DATA SECTION section start

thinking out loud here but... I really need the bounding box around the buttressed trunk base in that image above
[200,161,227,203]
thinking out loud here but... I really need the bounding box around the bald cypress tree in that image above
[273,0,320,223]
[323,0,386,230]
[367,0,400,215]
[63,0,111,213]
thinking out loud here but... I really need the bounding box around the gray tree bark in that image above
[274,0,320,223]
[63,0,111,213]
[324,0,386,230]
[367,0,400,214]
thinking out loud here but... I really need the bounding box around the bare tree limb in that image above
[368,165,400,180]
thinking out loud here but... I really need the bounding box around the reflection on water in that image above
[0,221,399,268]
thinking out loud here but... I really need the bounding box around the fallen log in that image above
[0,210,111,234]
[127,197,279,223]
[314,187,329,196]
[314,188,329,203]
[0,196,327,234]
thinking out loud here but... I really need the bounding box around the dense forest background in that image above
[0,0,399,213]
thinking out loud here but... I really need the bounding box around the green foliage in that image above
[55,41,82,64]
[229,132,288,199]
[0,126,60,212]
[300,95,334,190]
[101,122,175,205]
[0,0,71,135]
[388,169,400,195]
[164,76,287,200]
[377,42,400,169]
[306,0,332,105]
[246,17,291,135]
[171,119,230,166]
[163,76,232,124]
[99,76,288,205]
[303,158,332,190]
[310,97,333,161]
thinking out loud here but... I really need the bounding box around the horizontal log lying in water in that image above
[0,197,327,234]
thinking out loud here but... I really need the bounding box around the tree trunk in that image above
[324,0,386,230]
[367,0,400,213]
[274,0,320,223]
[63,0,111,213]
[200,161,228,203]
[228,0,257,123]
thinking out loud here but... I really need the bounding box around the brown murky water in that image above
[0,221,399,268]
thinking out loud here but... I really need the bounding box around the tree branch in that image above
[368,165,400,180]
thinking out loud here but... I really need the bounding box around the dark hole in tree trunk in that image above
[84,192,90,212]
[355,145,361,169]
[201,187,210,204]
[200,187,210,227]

DATA SECTION section end

== WHAT NEEDS TO BE DONE ==
The records shown above are to be copied exactly, every one of them.

== ANSWER FOR THE TASK ==
thinking out loud here but... I really need the bounding box around the buttressed trunk base in that image above
[200,161,227,203]
thinking out loud here but... I really need the bounding box around the bald cypress tree in that image above
[273,0,320,223]
[323,0,386,230]
[367,0,400,215]
[63,0,111,213]
thinking out loud here but... I really need the bounding box around the gray tree bark in that image above
[274,0,320,223]
[63,0,111,213]
[324,0,386,230]
[367,0,400,214]
thinking out loud here but... I really need the bounding box around the bare tree limb in that image above
[368,165,400,180]
thinking out loud here but... I really need the bounding box around the reflection on water in that image above
[0,221,399,268]
thinking out loud here but... I really need the bounding box around the fallen log in that image above
[0,210,111,234]
[127,197,279,223]
[314,187,329,196]
[314,188,329,203]
[0,196,327,234]
thinking out loud here but... I really need the bounding box around the dense forest background in that image above
[0,0,399,213]
thinking out loud here but... I really need the bounding box around the green foliage in that image above
[55,41,82,64]
[229,132,288,199]
[0,126,60,212]
[300,95,334,190]
[101,122,175,205]
[0,0,71,135]
[388,169,400,195]
[164,76,287,200]
[377,42,400,169]
[306,0,332,105]
[246,17,291,135]
[171,119,230,166]
[163,76,232,124]
[99,76,288,205]
[303,158,332,190]
[310,97,333,161]
thinking out loud here but... I really need the bounding box around the horizontal log lying in water in that image above
[0,197,327,234]
thinking out loud here but... I really need the bounding box around the tree trunk in that image above
[324,0,386,230]
[367,0,400,213]
[274,0,320,223]
[63,0,111,213]
[200,161,228,203]
[228,0,257,123]
thinking out loud here but... I really need the bounding box around the brown murky water in that image above
[0,221,399,268]
thinking out loud here but... I really need the bounding box around the tree branch in that image above
[368,165,400,180]
thinking out loud here but... I really need the bounding box around the dark hole in tree trunk in that image above
[84,192,90,212]
[355,145,361,169]
[201,187,210,204]
[200,187,210,227]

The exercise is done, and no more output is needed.